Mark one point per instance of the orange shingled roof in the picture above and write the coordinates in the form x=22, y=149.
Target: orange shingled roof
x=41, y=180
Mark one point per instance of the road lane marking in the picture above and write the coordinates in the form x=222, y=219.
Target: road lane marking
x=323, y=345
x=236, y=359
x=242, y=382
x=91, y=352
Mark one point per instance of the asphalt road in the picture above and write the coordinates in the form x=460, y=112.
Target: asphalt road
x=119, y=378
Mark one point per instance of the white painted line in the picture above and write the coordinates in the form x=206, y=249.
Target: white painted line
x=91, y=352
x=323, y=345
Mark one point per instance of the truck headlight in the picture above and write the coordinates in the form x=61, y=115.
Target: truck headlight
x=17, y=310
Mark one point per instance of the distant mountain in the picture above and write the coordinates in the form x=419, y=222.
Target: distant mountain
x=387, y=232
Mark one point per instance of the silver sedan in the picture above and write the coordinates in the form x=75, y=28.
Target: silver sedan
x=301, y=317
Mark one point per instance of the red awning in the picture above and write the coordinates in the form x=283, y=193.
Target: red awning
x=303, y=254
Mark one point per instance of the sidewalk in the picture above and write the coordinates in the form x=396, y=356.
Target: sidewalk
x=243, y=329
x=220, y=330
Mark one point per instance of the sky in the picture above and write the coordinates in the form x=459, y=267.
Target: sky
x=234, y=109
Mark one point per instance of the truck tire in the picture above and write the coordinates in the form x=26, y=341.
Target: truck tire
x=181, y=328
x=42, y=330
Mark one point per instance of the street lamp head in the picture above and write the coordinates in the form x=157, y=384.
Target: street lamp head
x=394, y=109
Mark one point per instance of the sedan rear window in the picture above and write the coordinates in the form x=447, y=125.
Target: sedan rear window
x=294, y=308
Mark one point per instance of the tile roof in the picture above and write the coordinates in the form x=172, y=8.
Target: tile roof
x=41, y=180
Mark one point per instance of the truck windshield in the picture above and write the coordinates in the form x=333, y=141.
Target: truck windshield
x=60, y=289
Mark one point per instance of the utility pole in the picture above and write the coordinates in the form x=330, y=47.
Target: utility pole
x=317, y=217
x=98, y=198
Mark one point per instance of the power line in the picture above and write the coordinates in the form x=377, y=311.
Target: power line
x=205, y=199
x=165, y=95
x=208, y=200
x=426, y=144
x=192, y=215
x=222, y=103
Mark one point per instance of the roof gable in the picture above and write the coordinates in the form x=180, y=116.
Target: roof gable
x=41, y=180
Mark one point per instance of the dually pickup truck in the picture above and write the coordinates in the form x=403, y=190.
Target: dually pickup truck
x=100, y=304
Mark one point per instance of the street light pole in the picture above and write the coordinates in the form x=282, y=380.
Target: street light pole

###

Each line in the listing above from the one containing "Target: street lamp head" through the one containing "Mark one point per instance of the power" should be repeated exactly, and no other line.

» THE COMPLETED TASK:
Target: street lamp head
x=394, y=109
Mark one point per instance of the sedan rear window in the picture above and write the coordinates in the form x=447, y=125.
Target: sedan rear window
x=294, y=308
Mark one point per instance of the tile roof in the picture above and write the coordinates in the form x=172, y=8.
Target: tile roof
x=41, y=180
Mark one point per instance of the truck windshield in the picture above and write the coordinates in the form x=333, y=141.
Target: truck windshield
x=60, y=289
Mark one point per instance of the utility pole in the picture above and write the coordinates in the form x=330, y=47.
Target: utility pole
x=317, y=217
x=98, y=198
Mark one point per instance of the power line in the picture above and write the coordinates in the form x=377, y=311.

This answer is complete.